«Pute», «salope», «bitch» : ce sont des mots qui résonnent aujourd'hui dans les écoles. Le niveau de violence entre les filles augmente et il est temps de s'en inquiéter, selon le comédien Jasmin Roy, qui vient de lancer son livre #Bitch : les filles et la violence où il recueille des témoignages particulièrement troublants.

«Tu te fais juger au moindre écart»

Le comédien et animateur Jasmin Roy a été frappé par la façon inquiétante dont les filles se parlent entre elles, se traitant de «pute», «bitch», «salope». Un langage violent qu'elles banalisent et utilisent en signe d'affection ou pour s'intimider. La Presse l'a rencontré. Il nous parle de son livre #Bitch : les filles et la violence.

Pourquoi les filles banalisent-elles ces mots, «pute» et «salope»?

Elles ne comprennent pas les conséquences de l'utilisation de ces mots, qu'elles utilisent dans leur quotidien très librement. C'est troublant. Tu es ma pute quand je t'aime et tu es aussi ma pute quand je te déteste. Les règles ne sont pas claires et c'est sournois. Tu ne vois pas ça chez les garçons. Ils utilisent beaucoup des mots comme «moumoune», ou du langage homophobe comme «fif» pour se rabaisser. J'ai pris un coup de vieux car, à mon époque [il a 50 ans], jamais on n'aurait pensé à ces mots. C'était plutôt «guidoune» ou «bouboule». Les filles sont beaucoup dans l'apparence et dans la réputation, mais cette banalisation du langage, pour moi, touche aux valeurs d'équité et d'égalité des sexes. Surtout, cette violence verbale cache un malaise plus profond.

■ **Exercices**
A - Retranscrivez fidèlement le passage de l'extrait commençant par « Elles ne comprennent » et se terminant par « malaise plus profond. ».
B - D'après l'extrait, quel titre porte le livre que Jasmin Roy vient de lancer ?
Les enregistrements qui suivent proviennent d'une autre source que l'extrait.

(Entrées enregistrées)
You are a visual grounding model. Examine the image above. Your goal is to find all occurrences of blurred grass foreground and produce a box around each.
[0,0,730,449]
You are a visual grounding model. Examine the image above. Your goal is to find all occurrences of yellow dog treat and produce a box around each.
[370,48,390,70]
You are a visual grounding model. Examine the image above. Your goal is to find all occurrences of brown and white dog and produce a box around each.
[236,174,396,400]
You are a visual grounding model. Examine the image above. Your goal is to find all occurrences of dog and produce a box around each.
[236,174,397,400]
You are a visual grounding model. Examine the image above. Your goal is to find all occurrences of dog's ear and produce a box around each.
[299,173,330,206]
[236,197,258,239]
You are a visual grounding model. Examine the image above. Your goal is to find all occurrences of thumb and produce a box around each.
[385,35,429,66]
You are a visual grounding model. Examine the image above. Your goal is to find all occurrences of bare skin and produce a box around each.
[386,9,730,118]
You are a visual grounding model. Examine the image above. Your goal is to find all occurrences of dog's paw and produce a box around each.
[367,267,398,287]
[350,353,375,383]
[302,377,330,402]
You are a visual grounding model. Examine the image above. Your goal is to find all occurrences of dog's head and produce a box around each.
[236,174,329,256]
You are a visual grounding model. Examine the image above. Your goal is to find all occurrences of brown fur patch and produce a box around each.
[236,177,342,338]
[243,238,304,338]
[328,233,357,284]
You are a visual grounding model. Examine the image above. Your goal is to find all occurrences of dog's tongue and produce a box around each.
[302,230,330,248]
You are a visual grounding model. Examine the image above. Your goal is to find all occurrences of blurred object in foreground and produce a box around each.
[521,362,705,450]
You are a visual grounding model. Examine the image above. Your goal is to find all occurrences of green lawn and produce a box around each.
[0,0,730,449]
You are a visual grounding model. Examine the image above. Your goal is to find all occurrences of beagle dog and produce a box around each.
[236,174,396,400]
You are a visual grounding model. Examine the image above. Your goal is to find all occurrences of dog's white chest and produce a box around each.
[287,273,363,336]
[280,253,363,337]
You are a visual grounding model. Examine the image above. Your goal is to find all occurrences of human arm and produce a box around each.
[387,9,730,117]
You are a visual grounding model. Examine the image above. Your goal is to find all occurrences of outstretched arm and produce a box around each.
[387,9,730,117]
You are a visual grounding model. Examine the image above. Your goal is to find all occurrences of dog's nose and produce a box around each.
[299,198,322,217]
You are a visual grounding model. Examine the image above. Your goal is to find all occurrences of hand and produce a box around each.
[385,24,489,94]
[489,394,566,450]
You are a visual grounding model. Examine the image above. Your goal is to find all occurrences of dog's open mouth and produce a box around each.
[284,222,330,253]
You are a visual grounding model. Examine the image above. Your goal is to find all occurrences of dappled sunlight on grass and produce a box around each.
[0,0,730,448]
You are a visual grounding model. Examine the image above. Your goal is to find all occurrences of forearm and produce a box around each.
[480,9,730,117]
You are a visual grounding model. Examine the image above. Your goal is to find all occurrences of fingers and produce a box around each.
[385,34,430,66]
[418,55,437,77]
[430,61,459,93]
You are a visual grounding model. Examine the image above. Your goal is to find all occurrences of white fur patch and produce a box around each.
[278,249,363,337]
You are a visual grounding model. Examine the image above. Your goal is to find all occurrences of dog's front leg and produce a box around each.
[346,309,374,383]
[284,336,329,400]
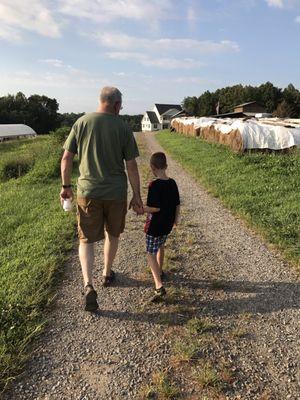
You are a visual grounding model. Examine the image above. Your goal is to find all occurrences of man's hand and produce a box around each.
[129,195,144,215]
[60,188,74,205]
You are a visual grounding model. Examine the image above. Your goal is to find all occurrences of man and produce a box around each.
[60,87,143,311]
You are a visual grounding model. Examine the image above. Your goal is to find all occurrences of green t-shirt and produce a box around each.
[64,112,139,200]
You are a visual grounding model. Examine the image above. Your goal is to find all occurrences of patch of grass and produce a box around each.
[0,135,75,387]
[186,318,216,335]
[231,328,248,339]
[153,371,179,400]
[157,131,300,265]
[166,286,187,304]
[194,362,222,390]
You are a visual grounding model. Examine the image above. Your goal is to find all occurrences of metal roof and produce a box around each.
[234,101,257,108]
[0,124,36,138]
[154,103,182,115]
[146,111,159,124]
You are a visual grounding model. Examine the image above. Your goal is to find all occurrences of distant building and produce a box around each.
[142,104,183,132]
[0,124,36,142]
[234,101,267,115]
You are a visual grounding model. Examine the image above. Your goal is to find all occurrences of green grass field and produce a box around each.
[157,131,300,266]
[0,136,75,388]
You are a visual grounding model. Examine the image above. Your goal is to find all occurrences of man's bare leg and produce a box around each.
[79,243,94,286]
[103,232,119,276]
[156,245,165,274]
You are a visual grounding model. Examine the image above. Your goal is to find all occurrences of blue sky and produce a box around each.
[0,0,300,114]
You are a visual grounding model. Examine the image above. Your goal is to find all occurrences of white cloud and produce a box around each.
[266,0,284,8]
[39,58,64,68]
[58,0,172,23]
[94,32,239,69]
[94,32,239,54]
[0,24,21,42]
[107,51,203,69]
[0,0,60,41]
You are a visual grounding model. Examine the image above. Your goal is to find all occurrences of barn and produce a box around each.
[0,124,36,142]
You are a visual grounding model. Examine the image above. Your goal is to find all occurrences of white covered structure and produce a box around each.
[172,117,300,151]
[142,103,183,132]
[0,124,36,142]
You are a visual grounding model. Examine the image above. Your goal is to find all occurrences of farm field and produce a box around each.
[157,130,300,266]
[0,135,74,387]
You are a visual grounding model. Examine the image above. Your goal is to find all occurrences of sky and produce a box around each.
[0,0,300,114]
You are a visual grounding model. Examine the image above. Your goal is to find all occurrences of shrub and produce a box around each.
[50,126,70,144]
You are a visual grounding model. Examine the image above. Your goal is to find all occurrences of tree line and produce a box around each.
[182,82,300,118]
[0,92,142,134]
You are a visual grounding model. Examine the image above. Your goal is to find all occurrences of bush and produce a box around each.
[50,126,70,144]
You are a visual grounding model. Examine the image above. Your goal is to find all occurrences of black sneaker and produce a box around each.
[160,270,167,281]
[102,269,116,287]
[84,285,99,311]
[150,286,167,303]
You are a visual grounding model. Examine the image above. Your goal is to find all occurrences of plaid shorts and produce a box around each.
[146,235,168,254]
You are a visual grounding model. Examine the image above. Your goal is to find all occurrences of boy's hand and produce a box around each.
[129,195,144,215]
[132,205,144,215]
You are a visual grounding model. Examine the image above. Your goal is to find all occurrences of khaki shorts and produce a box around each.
[77,197,127,243]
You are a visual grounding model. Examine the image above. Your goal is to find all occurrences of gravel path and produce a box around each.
[3,134,300,400]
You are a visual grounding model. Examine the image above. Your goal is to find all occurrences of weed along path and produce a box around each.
[3,134,300,400]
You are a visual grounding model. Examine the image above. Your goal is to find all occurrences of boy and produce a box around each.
[144,153,180,302]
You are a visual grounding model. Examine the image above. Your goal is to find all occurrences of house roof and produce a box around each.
[172,110,186,118]
[162,108,182,117]
[0,124,36,138]
[211,111,249,118]
[154,103,182,115]
[146,111,159,124]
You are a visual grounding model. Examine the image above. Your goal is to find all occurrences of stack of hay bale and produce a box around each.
[171,117,300,152]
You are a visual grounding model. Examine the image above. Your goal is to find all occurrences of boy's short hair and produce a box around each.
[150,152,167,169]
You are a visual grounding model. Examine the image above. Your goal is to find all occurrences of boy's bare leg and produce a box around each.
[156,245,165,275]
[147,253,163,289]
[78,243,94,286]
[103,232,119,276]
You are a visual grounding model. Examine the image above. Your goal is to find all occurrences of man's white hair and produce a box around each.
[100,86,122,106]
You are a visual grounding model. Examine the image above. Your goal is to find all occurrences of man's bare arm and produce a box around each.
[60,150,75,201]
[144,206,160,214]
[174,205,180,226]
[126,159,143,214]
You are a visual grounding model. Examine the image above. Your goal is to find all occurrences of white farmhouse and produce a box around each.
[0,124,36,142]
[142,104,183,132]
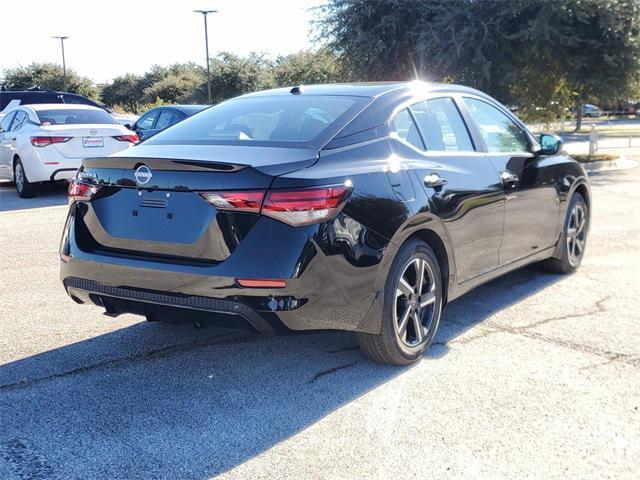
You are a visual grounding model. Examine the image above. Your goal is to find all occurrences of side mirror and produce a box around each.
[538,133,562,155]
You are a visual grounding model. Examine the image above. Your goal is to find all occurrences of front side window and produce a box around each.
[36,108,118,126]
[411,97,474,152]
[464,98,529,152]
[147,95,368,147]
[391,108,424,150]
[10,110,27,132]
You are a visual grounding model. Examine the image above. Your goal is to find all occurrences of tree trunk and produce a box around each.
[576,100,582,132]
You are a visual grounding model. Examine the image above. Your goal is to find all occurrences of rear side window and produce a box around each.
[156,110,176,130]
[464,98,529,152]
[36,108,118,126]
[147,95,368,147]
[0,112,16,132]
[391,108,424,150]
[411,98,473,152]
[136,110,158,130]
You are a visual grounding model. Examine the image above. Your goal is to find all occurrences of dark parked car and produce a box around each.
[131,105,209,140]
[60,82,590,365]
[0,87,109,112]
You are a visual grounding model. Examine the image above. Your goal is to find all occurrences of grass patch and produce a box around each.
[571,153,620,163]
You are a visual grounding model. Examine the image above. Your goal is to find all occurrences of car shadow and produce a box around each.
[0,267,560,479]
[0,181,67,212]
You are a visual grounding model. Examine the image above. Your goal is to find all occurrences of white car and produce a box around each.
[0,104,138,198]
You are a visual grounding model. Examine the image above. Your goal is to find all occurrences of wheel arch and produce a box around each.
[402,228,450,304]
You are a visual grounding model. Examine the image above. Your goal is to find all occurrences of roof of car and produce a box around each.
[169,105,211,113]
[19,103,102,111]
[243,80,481,97]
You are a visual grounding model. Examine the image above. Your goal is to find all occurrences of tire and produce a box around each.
[13,158,36,198]
[544,192,589,274]
[356,240,443,365]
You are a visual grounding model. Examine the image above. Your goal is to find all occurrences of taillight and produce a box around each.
[236,278,287,288]
[262,185,351,226]
[68,178,100,203]
[200,185,351,226]
[31,137,73,147]
[200,190,264,213]
[113,133,140,143]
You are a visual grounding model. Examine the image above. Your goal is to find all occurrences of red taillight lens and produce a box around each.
[31,137,73,147]
[113,133,140,143]
[262,185,351,226]
[237,278,287,288]
[200,185,351,226]
[200,190,264,213]
[68,179,100,203]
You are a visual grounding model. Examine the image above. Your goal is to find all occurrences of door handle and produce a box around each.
[500,170,520,187]
[423,172,447,188]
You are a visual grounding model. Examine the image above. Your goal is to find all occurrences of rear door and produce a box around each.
[397,96,504,282]
[463,96,560,265]
[0,111,16,178]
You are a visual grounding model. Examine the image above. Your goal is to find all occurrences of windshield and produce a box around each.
[36,108,118,127]
[145,95,369,146]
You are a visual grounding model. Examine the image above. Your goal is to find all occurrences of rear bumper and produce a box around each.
[60,208,379,333]
[64,277,284,333]
[49,168,78,182]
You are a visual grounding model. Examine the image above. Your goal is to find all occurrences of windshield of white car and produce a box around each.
[36,108,118,127]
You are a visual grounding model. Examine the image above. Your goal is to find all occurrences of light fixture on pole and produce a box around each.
[51,35,71,91]
[193,10,218,105]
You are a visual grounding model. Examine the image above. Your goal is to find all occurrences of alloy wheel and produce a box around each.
[567,203,587,267]
[393,257,436,352]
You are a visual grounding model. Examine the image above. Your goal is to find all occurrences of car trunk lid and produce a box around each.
[78,145,317,262]
[42,124,131,158]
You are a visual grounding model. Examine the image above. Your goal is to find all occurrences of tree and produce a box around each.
[208,52,273,103]
[4,63,98,99]
[101,73,146,113]
[271,49,345,87]
[143,63,205,103]
[317,0,640,124]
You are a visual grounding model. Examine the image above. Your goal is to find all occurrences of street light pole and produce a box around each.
[193,10,218,105]
[51,36,70,91]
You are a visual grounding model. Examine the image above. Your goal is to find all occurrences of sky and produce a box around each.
[0,0,320,83]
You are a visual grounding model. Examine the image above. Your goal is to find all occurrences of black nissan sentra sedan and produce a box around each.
[60,82,590,365]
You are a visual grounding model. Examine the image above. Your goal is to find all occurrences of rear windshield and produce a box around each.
[36,108,118,126]
[145,95,368,147]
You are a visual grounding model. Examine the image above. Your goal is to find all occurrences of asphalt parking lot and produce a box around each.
[0,168,640,479]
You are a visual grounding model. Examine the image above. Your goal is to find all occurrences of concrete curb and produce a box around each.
[581,156,640,173]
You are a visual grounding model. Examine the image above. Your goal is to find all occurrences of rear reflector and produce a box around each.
[237,278,287,288]
[31,137,73,147]
[200,190,264,213]
[113,133,140,143]
[262,185,351,226]
[68,178,100,204]
[200,185,351,226]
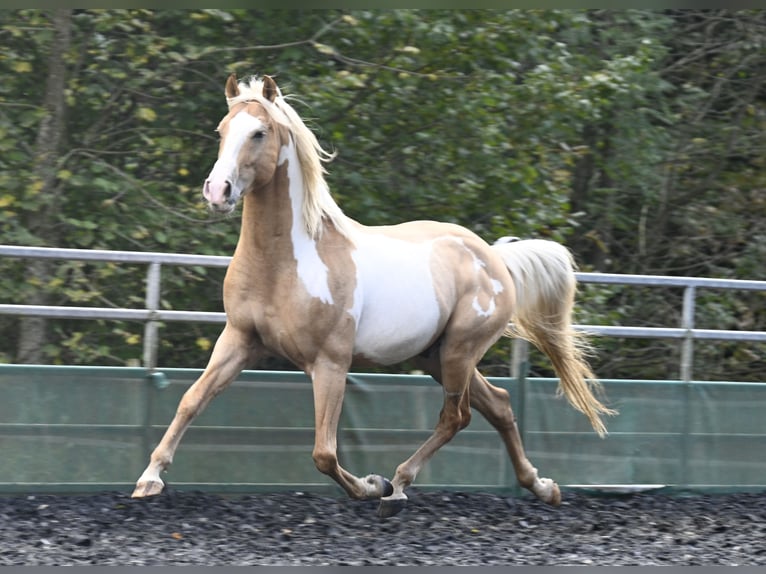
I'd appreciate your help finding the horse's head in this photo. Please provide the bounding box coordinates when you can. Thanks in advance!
[202,74,281,212]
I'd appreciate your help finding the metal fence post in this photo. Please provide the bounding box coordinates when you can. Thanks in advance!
[509,337,529,496]
[144,262,161,372]
[680,285,696,488]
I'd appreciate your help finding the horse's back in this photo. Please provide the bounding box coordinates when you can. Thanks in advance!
[352,221,510,364]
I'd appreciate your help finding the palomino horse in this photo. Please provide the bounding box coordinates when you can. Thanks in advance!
[133,74,614,517]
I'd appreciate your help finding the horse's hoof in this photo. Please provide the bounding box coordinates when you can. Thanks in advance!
[130,480,165,498]
[364,474,394,498]
[547,482,561,506]
[381,477,394,498]
[378,495,407,518]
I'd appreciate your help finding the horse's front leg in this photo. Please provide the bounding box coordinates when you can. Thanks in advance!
[308,361,393,500]
[132,325,252,498]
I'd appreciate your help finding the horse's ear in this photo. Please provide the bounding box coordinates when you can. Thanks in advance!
[224,72,239,99]
[263,76,279,102]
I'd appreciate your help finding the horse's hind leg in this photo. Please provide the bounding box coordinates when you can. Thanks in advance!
[132,326,251,498]
[378,349,473,518]
[469,371,561,506]
[307,360,392,499]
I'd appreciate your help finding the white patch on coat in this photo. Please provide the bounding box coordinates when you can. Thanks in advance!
[349,233,443,365]
[472,296,495,317]
[279,143,333,305]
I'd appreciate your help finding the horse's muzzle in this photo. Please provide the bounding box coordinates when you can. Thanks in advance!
[202,179,237,212]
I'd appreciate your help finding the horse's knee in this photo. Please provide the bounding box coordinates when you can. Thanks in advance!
[312,450,338,474]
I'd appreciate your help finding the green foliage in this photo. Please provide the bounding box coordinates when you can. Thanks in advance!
[0,9,766,380]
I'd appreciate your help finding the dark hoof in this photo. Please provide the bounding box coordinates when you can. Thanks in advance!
[383,478,394,496]
[364,474,394,498]
[378,497,407,518]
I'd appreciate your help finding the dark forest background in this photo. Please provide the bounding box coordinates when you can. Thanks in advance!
[0,9,766,381]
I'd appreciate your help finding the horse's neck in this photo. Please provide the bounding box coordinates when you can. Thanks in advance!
[237,153,316,255]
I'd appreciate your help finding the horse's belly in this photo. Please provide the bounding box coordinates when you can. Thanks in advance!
[350,240,444,365]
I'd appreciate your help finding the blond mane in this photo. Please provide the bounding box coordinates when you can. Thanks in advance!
[226,76,351,239]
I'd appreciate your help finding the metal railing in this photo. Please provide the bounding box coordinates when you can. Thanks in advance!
[0,245,766,381]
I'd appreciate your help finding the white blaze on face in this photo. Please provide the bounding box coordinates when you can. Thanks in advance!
[349,234,442,365]
[279,143,333,305]
[205,110,265,205]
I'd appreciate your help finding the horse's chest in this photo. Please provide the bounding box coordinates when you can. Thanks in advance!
[224,264,346,363]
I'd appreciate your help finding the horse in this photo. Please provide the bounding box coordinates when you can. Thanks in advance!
[132,74,616,518]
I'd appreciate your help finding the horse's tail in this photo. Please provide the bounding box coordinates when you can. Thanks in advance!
[492,238,617,436]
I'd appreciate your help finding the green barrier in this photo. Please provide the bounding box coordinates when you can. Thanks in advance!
[0,365,766,494]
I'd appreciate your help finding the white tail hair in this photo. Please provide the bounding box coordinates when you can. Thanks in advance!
[492,237,617,436]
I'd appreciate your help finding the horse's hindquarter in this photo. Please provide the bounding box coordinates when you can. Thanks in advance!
[352,222,512,364]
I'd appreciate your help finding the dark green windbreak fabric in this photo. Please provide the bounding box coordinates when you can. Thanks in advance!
[0,365,766,493]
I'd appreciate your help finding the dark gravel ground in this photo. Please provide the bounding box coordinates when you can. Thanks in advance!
[0,490,766,566]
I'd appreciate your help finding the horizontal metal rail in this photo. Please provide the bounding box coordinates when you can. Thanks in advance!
[0,245,766,380]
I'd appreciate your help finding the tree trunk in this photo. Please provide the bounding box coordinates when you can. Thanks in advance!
[16,10,72,363]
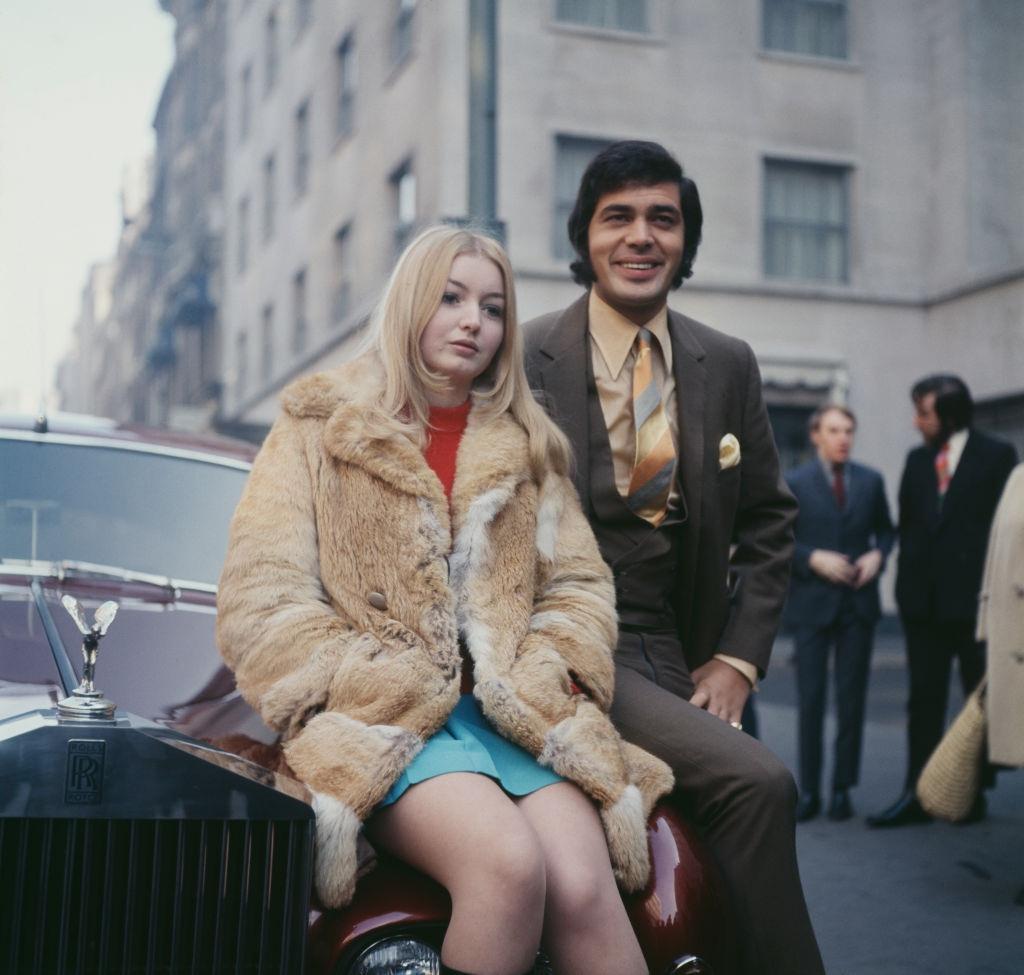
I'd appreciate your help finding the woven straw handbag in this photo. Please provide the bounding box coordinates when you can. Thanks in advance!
[918,680,985,822]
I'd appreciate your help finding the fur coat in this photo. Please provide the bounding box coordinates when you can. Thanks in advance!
[977,464,1024,766]
[217,356,672,906]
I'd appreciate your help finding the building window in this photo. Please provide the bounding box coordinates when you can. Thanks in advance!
[234,331,249,400]
[263,154,276,241]
[555,0,647,33]
[762,0,847,58]
[551,135,612,260]
[238,197,249,274]
[391,160,416,254]
[263,10,278,94]
[260,304,273,383]
[239,63,253,142]
[295,98,309,197]
[295,0,313,37]
[391,0,416,65]
[331,223,352,325]
[334,34,355,138]
[292,268,308,355]
[764,159,849,283]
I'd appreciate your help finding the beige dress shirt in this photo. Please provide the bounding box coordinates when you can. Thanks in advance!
[588,288,758,688]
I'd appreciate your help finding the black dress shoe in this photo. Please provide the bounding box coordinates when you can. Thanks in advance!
[828,789,853,822]
[956,793,988,826]
[797,793,821,822]
[867,792,932,829]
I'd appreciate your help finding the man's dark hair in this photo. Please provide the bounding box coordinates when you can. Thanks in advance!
[910,373,974,437]
[568,140,703,288]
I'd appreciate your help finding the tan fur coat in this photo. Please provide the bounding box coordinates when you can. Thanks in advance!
[217,357,672,905]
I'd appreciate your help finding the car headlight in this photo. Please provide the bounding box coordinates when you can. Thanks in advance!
[349,938,441,975]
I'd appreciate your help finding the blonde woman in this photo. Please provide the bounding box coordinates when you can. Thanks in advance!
[218,227,672,975]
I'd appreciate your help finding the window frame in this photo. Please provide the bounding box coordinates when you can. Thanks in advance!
[292,265,309,355]
[761,0,850,61]
[388,156,419,256]
[334,30,359,140]
[551,0,652,37]
[331,220,353,328]
[761,156,854,287]
[292,95,313,200]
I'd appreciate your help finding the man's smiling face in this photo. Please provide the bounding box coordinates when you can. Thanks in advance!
[587,182,684,325]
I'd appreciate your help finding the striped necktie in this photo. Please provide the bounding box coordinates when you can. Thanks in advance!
[626,329,676,524]
[935,440,952,498]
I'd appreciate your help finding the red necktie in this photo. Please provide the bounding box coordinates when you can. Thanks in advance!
[833,464,846,511]
[935,442,950,498]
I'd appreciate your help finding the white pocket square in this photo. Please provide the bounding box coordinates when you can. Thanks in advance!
[718,433,739,470]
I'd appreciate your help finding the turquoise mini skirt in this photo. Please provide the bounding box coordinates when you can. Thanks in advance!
[377,694,563,809]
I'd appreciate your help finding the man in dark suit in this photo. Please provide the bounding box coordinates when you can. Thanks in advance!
[867,375,1017,826]
[525,142,823,975]
[785,404,896,822]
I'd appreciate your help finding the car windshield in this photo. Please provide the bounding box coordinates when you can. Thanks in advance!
[0,439,248,584]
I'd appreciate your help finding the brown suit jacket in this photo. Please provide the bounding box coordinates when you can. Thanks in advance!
[523,295,797,674]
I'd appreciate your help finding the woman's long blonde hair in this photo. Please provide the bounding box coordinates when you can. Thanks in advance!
[369,225,570,479]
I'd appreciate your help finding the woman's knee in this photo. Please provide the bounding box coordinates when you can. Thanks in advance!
[547,862,620,928]
[452,817,546,909]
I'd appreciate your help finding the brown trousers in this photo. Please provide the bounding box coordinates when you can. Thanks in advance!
[611,665,824,975]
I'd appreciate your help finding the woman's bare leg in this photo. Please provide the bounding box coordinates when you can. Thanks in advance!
[367,772,544,975]
[517,782,647,975]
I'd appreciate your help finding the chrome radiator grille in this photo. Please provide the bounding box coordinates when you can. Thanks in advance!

■ **Réponses aux exercices**
A -
Elles ne comprennent pas les conséquences de l'utilisation de ces mots, qu'elles utilisent dans leur quotidien très librement. C'est troublant. Tu es ma pute quand je t'aime et tu es aussi ma pute quand je te déteste. Les règles ne sont pas claires et c'est sournois. Tu ne vois pas ça chez les garçons. Ils utilisent beaucoup des mots comme «moumoune», ou du langage homophobe comme «fif» pour se rabaisser. J'ai pris un coup de vieux car, à mon époque [il a 50 ans], jamais on n'aurait pensé à ces mots. C'était plutôt «guidoune» ou «bouboule». Les filles sont beaucoup dans l'apparence et dans la réputation, mais cette banalisation du langage, pour moi, touche aux valeurs d'équité et d'égalité des sexes. Surtout, cette violence verbale cache un malaise plus profond.

B - Le livre s'intitule #Bitch : les filles et la violence.